[start]

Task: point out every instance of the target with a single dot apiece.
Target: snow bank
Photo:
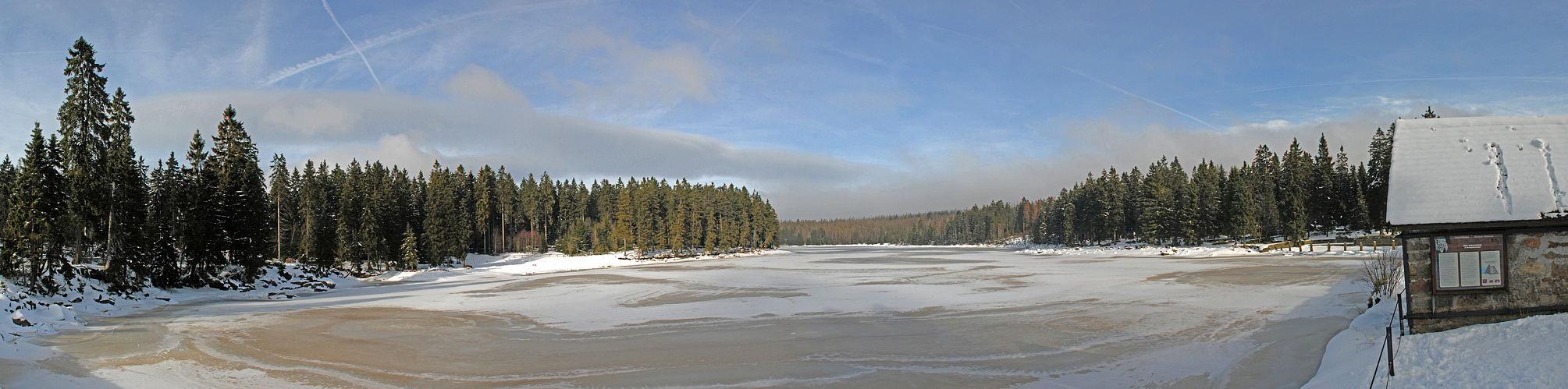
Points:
(1184, 251)
(517, 264)
(1518, 353)
(30, 314)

[end]

**Written problem**
Can you put every line of the records above into a numbered list, skipping blank lines and leaving the pictures out?

**Task solution**
1. Task: point out every instance of the target with a single dot apiece.
2. Target: snow bank
3. Photo:
4. Points:
5. (1184, 251)
6. (517, 264)
7. (1518, 353)
8. (30, 314)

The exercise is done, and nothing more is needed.